■ **Task to carry out**: Locate every line in the items below that contains the word "would", and copy each of those lines.
BEGIN Record extracts
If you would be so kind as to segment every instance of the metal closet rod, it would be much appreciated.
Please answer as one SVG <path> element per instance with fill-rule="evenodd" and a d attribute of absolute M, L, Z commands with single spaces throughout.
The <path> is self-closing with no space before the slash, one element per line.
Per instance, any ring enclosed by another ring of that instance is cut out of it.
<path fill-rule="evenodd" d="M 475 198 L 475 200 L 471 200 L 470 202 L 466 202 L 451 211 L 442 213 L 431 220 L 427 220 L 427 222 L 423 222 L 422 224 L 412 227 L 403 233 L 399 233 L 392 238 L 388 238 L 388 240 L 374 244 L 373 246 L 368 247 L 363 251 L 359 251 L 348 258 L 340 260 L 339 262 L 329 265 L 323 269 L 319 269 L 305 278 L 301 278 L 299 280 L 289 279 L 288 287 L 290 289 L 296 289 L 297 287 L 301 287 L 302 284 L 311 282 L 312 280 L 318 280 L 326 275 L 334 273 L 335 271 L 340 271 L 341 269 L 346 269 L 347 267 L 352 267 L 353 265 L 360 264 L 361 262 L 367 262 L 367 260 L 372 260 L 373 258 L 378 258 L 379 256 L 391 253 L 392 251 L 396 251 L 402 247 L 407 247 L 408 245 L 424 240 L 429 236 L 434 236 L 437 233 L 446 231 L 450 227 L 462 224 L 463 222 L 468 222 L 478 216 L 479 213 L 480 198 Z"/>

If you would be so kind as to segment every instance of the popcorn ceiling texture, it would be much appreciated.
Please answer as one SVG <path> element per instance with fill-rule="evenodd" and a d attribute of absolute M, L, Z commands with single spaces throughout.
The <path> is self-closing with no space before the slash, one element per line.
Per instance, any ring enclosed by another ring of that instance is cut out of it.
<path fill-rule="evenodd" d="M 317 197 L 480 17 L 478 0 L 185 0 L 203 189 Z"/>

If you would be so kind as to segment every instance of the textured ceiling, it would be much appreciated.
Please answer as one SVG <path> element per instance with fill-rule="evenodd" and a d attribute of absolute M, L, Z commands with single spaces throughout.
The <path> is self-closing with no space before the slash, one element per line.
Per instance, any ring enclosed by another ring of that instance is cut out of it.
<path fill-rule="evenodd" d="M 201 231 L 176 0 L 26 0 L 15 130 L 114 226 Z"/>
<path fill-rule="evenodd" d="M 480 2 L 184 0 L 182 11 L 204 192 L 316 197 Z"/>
END Record extracts
■ **Completed task**:
If you would be so kind as to segment every instance of the metal closet rod, it would be much appreciated.
If you would be so kind as to segment every instance of the popcorn ceiling texture, it would be much appreciated.
If you would be so kind as to segment every instance of the textured ceiling, it would be much appreciated.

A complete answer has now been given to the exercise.